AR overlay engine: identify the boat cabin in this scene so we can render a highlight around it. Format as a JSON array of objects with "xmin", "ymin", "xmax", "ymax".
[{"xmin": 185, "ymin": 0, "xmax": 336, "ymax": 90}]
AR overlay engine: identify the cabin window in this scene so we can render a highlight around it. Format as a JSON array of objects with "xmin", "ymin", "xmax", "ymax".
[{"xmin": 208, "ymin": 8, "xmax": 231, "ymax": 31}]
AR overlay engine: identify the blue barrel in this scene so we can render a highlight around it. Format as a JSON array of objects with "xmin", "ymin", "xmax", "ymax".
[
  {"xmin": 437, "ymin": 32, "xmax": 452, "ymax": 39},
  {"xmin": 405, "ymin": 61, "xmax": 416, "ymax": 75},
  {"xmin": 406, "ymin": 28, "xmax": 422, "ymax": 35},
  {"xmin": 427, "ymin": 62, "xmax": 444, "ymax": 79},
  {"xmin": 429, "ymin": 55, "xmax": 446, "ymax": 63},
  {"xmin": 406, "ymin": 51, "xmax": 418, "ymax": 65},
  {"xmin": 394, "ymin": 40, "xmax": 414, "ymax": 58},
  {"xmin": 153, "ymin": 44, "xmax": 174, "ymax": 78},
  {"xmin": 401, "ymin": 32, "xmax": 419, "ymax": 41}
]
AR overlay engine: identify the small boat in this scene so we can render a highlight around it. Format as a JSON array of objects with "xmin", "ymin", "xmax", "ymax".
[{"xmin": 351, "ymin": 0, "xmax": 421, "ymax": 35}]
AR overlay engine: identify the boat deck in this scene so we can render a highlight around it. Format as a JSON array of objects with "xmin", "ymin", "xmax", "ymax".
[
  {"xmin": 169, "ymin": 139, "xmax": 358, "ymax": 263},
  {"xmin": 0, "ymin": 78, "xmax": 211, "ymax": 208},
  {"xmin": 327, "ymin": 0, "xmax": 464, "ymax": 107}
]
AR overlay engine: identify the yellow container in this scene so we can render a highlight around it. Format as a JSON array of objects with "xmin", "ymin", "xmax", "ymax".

═══

- **GOAL**
Retype all of the lines above verbatim, in the same order.

- **THE COMPLETED TASK**
AR overlay engine: identify the boat cabin in this scene so we can render a highlight around it. Format as a JSON array of objects with "xmin", "ymin", "xmax", "ymax".
[{"xmin": 185, "ymin": 0, "xmax": 336, "ymax": 90}]
AR overlay engine: identify the cabin window in this scene so we can render a highlight around it. Format as a JSON array of objects with "xmin", "ymin", "xmax", "ymax".
[{"xmin": 208, "ymin": 8, "xmax": 231, "ymax": 31}]
AR overlay engine: identify the blue barrel in this scene so we can render a highlight around it. Format as a JSON array of objects with "xmin", "ymin", "xmax", "ymax".
[
  {"xmin": 437, "ymin": 32, "xmax": 452, "ymax": 39},
  {"xmin": 405, "ymin": 61, "xmax": 416, "ymax": 75},
  {"xmin": 406, "ymin": 28, "xmax": 422, "ymax": 35},
  {"xmin": 427, "ymin": 62, "xmax": 444, "ymax": 79},
  {"xmin": 429, "ymin": 55, "xmax": 446, "ymax": 63},
  {"xmin": 406, "ymin": 51, "xmax": 418, "ymax": 65},
  {"xmin": 394, "ymin": 40, "xmax": 414, "ymax": 58},
  {"xmin": 153, "ymin": 44, "xmax": 174, "ymax": 78},
  {"xmin": 401, "ymin": 32, "xmax": 419, "ymax": 41}
]
AR overlay engine: identify the small boat in this scene so we can render a highlight around it. Format as a JSON array of objects with "xmin", "ymin", "xmax", "ymax".
[{"xmin": 351, "ymin": 0, "xmax": 421, "ymax": 35}]
AR overlay engine: identify the boat deck in this scene so we can render a highlight around it. Format as a JSON array of objects with "xmin", "ymin", "xmax", "ymax".
[
  {"xmin": 169, "ymin": 139, "xmax": 358, "ymax": 263},
  {"xmin": 0, "ymin": 78, "xmax": 211, "ymax": 208},
  {"xmin": 327, "ymin": 0, "xmax": 464, "ymax": 107}
]
AR overlay engine: identify the yellow container in this scene so we can render a highlight around it. Format as a JSON array of objects with "xmin", "ymin", "xmax", "ymax".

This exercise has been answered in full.